Report how many lines of the material below contain the word "child", giving only the number.
═══ EXERCISE MATERIALS
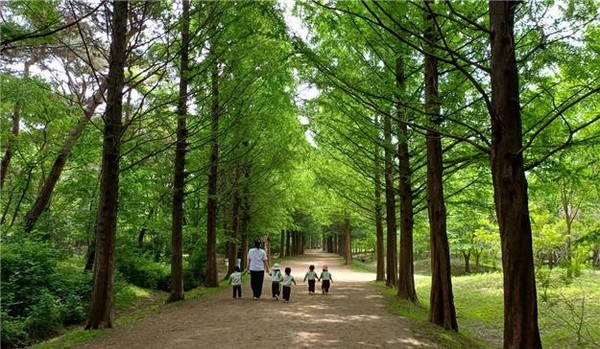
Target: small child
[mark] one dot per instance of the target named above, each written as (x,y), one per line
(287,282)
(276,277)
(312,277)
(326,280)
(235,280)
══════
═══ EXERCISE MATERIALS
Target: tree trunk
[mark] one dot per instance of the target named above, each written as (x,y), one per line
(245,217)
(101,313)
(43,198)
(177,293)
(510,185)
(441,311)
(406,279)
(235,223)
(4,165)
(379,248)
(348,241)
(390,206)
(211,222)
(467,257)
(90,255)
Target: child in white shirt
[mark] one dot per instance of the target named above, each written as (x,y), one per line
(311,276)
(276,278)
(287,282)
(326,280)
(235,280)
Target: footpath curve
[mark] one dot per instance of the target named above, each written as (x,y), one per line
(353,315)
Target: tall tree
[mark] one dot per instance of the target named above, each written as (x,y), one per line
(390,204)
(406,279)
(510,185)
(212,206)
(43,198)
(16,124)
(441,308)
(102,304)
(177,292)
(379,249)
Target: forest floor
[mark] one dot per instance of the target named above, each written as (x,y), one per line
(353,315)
══════
═══ EXERCISE MATERIALS
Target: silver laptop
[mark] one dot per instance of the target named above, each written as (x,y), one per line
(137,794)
══════
_RESULT OF THE EXERCISE:_ 2